_Problem to solve_:
Scan the material below for the string "mask". Report every line that has it.

_Records to use_:
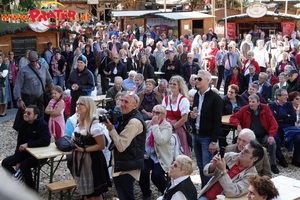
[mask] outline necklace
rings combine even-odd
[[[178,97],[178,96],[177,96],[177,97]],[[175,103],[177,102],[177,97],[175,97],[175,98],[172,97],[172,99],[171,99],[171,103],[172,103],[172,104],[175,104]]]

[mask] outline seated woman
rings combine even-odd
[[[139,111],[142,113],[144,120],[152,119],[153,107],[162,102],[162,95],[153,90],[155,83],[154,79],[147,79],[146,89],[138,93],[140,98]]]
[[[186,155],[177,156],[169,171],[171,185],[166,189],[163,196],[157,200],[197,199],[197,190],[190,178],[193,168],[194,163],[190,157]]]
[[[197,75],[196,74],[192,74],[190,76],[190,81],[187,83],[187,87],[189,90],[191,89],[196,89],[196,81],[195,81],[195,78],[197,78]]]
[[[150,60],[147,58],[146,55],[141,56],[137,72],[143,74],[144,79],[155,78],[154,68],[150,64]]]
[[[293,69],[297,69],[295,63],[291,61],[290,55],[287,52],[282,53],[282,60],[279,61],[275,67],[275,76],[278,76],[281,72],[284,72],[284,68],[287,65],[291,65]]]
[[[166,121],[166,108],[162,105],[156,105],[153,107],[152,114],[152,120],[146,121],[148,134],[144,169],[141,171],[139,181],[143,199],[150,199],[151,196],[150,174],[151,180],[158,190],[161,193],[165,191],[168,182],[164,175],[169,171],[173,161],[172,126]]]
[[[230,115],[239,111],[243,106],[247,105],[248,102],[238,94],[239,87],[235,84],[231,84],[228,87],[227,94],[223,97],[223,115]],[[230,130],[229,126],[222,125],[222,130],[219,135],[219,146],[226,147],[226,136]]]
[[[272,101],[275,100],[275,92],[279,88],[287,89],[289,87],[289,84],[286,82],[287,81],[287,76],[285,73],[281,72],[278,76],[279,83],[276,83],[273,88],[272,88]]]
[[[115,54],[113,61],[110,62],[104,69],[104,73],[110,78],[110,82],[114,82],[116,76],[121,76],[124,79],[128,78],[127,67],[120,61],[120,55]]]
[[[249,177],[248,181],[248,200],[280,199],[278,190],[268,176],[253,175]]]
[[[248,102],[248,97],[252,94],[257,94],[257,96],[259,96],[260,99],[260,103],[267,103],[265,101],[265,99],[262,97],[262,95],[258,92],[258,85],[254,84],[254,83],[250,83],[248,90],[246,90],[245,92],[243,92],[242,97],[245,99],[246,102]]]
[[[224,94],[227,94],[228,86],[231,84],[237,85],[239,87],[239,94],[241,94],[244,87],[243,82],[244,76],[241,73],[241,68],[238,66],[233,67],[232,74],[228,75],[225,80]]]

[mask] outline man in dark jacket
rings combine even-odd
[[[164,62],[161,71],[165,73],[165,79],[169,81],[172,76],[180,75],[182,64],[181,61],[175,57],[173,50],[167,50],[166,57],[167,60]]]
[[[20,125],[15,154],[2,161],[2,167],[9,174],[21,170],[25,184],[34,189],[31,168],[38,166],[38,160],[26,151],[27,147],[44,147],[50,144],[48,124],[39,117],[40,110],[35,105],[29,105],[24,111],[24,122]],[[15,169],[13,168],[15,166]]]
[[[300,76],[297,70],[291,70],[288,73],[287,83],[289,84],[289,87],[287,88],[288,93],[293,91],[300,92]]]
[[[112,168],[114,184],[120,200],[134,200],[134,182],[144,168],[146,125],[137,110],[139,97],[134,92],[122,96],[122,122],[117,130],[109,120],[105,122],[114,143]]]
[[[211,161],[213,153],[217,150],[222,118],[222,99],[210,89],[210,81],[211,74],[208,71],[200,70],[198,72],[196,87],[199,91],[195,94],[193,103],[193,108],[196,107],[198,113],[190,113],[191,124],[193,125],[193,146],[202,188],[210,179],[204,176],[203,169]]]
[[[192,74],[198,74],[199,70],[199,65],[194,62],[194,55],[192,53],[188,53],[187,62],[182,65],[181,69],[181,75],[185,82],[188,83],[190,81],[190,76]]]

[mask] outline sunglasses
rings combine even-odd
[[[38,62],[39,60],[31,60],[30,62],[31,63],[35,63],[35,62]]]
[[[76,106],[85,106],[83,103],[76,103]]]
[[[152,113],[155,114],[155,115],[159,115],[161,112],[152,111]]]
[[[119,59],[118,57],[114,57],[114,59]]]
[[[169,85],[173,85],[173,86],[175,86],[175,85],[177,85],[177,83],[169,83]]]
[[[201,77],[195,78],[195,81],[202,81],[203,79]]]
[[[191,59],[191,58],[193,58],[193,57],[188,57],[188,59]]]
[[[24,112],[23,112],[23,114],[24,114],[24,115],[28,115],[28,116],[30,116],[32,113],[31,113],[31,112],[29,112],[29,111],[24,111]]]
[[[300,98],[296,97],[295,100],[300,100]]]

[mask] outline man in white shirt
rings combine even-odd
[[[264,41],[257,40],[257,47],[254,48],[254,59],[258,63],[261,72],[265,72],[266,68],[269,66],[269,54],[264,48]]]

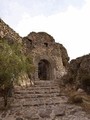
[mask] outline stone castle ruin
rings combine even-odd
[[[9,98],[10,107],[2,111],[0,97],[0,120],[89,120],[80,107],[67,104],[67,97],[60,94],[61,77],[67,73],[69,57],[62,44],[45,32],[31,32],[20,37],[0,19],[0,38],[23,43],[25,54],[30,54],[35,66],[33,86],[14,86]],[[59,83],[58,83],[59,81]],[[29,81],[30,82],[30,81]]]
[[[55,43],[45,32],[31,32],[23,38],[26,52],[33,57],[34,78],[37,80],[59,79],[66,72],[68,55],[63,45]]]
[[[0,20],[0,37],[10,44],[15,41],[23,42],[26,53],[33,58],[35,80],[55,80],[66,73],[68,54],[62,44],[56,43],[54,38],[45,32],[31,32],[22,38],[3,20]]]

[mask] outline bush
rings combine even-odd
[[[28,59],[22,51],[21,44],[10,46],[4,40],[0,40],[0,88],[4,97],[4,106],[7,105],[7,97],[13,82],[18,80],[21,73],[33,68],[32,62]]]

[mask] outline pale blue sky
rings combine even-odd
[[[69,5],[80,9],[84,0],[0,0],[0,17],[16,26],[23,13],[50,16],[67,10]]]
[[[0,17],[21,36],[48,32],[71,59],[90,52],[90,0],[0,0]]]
...
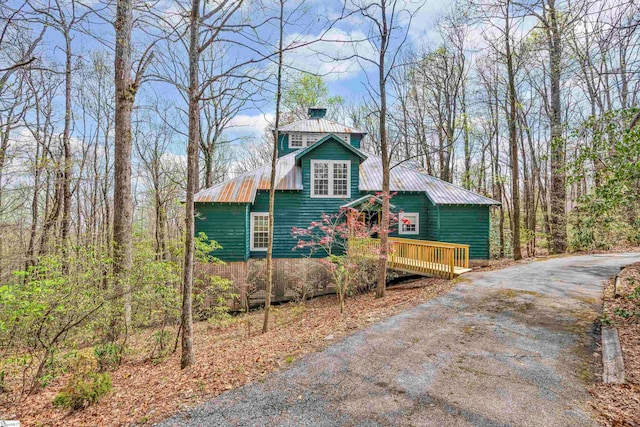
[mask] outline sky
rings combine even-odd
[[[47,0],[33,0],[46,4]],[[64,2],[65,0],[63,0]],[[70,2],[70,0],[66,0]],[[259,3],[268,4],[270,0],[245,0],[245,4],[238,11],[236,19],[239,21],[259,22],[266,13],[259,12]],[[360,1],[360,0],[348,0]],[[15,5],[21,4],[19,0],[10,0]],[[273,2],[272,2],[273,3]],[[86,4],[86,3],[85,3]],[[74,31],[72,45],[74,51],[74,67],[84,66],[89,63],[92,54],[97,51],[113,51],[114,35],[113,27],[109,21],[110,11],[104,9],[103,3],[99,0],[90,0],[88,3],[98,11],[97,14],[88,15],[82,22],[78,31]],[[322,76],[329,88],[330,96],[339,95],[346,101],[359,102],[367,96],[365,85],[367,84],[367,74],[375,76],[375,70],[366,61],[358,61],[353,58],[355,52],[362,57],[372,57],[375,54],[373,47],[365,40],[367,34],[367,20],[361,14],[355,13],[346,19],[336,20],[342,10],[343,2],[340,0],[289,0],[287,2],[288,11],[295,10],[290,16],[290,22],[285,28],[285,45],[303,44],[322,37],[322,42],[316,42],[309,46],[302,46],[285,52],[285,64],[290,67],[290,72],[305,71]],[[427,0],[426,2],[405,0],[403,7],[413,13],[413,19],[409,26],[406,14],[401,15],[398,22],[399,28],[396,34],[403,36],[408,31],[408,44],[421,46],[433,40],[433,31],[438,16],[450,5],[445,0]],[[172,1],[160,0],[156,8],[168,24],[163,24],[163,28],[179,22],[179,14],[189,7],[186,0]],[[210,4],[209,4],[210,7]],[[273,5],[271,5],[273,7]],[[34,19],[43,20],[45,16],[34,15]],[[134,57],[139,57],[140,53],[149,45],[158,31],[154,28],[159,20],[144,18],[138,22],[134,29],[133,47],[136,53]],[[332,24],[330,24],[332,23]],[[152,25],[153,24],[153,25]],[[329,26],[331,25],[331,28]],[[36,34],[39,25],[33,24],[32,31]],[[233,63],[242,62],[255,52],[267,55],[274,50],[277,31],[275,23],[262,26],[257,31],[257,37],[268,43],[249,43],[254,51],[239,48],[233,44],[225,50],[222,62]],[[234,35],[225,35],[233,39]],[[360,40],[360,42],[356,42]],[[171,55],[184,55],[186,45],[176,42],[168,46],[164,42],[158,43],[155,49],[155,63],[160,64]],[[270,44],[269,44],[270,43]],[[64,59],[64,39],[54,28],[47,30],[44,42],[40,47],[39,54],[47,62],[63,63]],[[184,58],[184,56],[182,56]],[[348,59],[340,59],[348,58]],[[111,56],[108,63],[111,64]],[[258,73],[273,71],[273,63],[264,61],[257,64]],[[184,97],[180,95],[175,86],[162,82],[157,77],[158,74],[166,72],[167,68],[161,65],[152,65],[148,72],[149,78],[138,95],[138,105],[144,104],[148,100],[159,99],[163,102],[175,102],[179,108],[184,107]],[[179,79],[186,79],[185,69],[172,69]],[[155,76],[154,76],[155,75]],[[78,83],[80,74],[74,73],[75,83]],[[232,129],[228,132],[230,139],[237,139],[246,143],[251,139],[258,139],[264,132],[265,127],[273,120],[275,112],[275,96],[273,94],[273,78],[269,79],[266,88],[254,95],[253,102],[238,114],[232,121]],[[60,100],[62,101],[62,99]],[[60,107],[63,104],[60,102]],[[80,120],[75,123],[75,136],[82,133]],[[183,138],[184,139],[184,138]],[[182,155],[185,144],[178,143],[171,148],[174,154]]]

_Answer_:
[mask] outline necklace
[mask] outline seated woman
[mask] outline man in dark jacket
[mask] outline sunglasses
[mask] outline man in white shirt
[mask] outline stone castle ruin
[mask] outline bush
[mask] outline pale blue sky
[mask] outline sky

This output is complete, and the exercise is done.